Extract =>
# # #
In 1867, Charles Lawrence was contracted to captain-coach Australia's "First Eleven" that toured England in 1868. Lawrence played for Surrey in 1855, the all Ireland XI in 1862, and the all England XI in 1863. He was contracted to be the first professional cricket coach in New South Wales, and he first saw the indigenous team under the instructions of Tom Wills who played a match at the Albert Ground, Sydney. On this occasion there was some contract disagreement between the failed sponsor Gurnett and Wills, and the players were left in Sydney. Lawrence was instructed to look after the Aboriginal players. At this time Lawrence was a publican and billeted the players in his hotel in Manly until he could arrange some cricket matches to raise money to return the players to the Western District of Victoria. In 1867, he trained the players for two months at "Lake Wallace" in Edenhope in the Wimmera before selecting the below side to tour England in 1868. Surrey County Cricket Club also supplied one of its ground staff (William Shepherd) to accompany the aboriginal tour as occasional relief player and umpire.

The tour was financed by Sydney Lawyer George Graham. Along with his cousin George Smith (who had been Mayor of Sydney in 1859), and William Hayman, they all travelled to England for the tour.
- Charles Lawrence – captain-coach
- Johnny Mullagh – traditional name: Unaarrimin
- Bullocky – traditional name: Bullchanach. A wicketkeeper, Bullocky was referred to as "at once the black Bannerman and Blackham of his team".
# # #
Listed records =>
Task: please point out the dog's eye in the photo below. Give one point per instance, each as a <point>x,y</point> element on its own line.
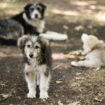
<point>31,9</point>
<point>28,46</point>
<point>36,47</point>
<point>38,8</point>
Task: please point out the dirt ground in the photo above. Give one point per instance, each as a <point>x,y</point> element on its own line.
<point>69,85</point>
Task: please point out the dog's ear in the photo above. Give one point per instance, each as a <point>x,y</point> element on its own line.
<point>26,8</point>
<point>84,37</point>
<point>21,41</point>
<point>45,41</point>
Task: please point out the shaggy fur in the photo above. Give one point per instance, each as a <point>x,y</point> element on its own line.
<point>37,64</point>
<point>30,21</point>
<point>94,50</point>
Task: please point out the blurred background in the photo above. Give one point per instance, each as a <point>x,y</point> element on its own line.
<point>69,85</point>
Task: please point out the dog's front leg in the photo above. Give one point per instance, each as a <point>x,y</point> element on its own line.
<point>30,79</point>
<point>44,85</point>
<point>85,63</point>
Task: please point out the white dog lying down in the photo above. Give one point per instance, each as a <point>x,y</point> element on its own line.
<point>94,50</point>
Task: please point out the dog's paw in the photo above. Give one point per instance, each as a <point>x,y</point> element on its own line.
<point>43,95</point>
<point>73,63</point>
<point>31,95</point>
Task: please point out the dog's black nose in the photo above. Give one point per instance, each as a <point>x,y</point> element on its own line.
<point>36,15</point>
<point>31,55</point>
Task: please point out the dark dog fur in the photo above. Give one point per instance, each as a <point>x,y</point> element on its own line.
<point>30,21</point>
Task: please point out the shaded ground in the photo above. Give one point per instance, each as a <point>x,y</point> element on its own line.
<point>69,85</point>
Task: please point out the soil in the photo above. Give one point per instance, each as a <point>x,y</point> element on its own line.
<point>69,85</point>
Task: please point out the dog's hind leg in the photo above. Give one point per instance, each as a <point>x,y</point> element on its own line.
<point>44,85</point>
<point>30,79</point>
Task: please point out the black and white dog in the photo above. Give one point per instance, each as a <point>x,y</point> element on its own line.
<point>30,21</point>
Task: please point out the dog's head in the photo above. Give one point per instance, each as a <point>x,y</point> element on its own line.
# # #
Exercise objective =>
Copy out the whole passage about Charles Lawrence and the 1868 Aboriginal cricket tour of England, word for word.

Task result =>
In 1867, Charles Lawrence was contracted to captain-coach Australia's "First Eleven" that toured England in 1868. Lawrence played for Surrey in 1855, the all Ireland XI in 1862, and the all England XI in 1863. He was contracted to be the first professional cricket coach in New South Wales, and he first saw the indigenous team under the instructions of Tom Wills who played a match at the Albert Ground, Sydney. On this occasion there was some contract disagreement between the failed sponsor Gurnett and Wills, and the players were left in Sydney. Lawrence was instructed to look after the Aboriginal players. At this time Lawrence was a publican and billeted the players in his hotel in Manly until he could arrange some cricket matches to raise money to return the players to the Western District of Victoria. In 1867, he trained the players for two months at "Lake Wallace" in Edenhope in the Wimmera before selecting the below side to tour England in 1868. Surrey County Cricket Club also supplied one of its ground staff (William Shepherd) to accompany the aboriginal tour as occasional relief player and umpire.

The tour was financed by Sydney Lawyer George Graham. Along with his cousin George Smith (who had been Mayor of Sydney in 1859), and William Hayman, they all travelled to England for the tour.
- Charles Lawrence – captain-coach
- Johnny Mullagh – traditional name: Unaarrimin
- Bullocky – traditional name: Bullchanach. A wicketkeeper, Bullocky was referred to as "at once the black Bannerman and Blackham of his team".